TASK REQUIREMENTS
Produce an exact copy of all the data below, dropping every image.
>> START
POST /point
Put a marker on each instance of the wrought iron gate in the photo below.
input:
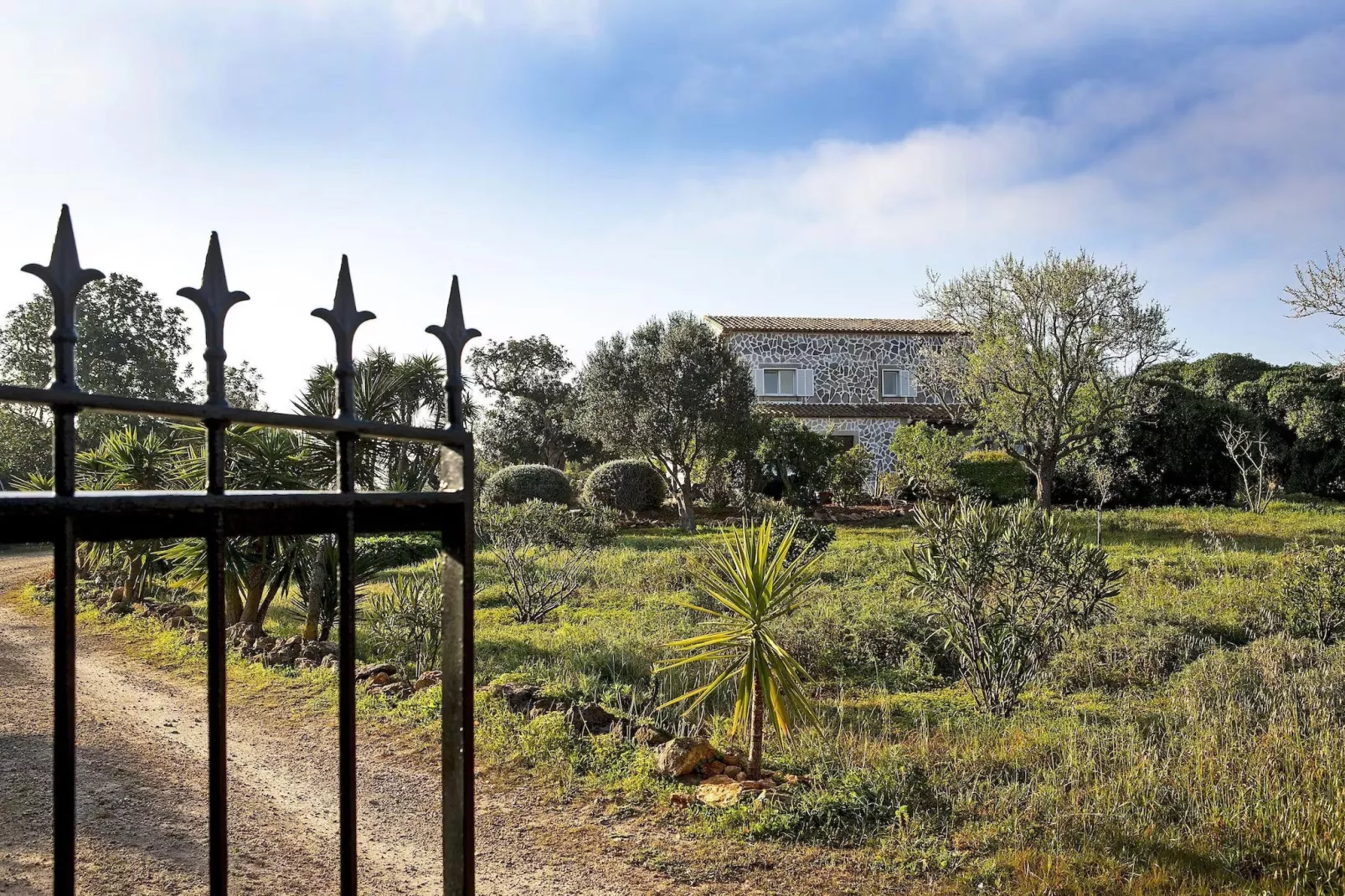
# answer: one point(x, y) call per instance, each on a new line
point(68, 517)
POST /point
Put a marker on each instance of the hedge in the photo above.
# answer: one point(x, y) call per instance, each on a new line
point(528, 481)
point(628, 486)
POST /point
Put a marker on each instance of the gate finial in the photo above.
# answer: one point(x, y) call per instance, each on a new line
point(455, 335)
point(64, 279)
point(214, 299)
point(344, 321)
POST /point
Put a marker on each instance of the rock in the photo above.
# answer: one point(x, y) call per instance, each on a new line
point(370, 672)
point(518, 696)
point(650, 736)
point(681, 755)
point(590, 718)
point(720, 790)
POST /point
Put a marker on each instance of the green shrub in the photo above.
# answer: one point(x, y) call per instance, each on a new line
point(850, 470)
point(528, 481)
point(1007, 587)
point(628, 486)
point(994, 476)
point(402, 625)
point(925, 459)
point(546, 552)
point(1312, 599)
point(399, 550)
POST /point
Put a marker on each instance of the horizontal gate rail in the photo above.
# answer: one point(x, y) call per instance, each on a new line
point(181, 410)
point(66, 517)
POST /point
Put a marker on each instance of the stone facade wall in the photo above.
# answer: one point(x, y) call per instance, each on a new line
point(874, 435)
point(846, 365)
point(846, 372)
>> END
ANSWER TO THE PROBLEM
POST /point
Put a marker on each instance of the wrought iron gate in the photo below.
input:
# answer: one point(x, y) call per instance, each on a new line
point(68, 517)
POST /point
Put a marker on each instance of the hedge in the photo above.
# answer: one point(x, y) call per instance, each on a new line
point(528, 481)
point(628, 486)
POST /point
Put a marker on each instance of the gate finial in the photo above.
# answer: one point(x, y) call per instance, each on a new line
point(455, 335)
point(64, 279)
point(214, 299)
point(344, 321)
POST /point
Put a marker on each instance of the rock in the photo above.
# answer: one point(x, y) call per instance, each on a new line
point(370, 672)
point(518, 696)
point(650, 736)
point(681, 755)
point(590, 718)
point(720, 790)
POST /point
Put a marker on each instance of the green shrub in the photo above.
# answer: one point(x, y) call per instance, each on a new line
point(850, 470)
point(528, 481)
point(1007, 587)
point(628, 486)
point(994, 476)
point(402, 625)
point(925, 459)
point(546, 552)
point(1312, 599)
point(399, 550)
POST /point
Put a marker on each instance of the horizontal gate rail in the photo above.
# answer: one point(x, y) call per instance, each on a new line
point(181, 410)
point(66, 517)
POST /point
Put a marker on each instance of the stone facade wall in the photo above.
# answer: one point(x, y) call per instance, each on a new line
point(874, 435)
point(846, 365)
point(846, 372)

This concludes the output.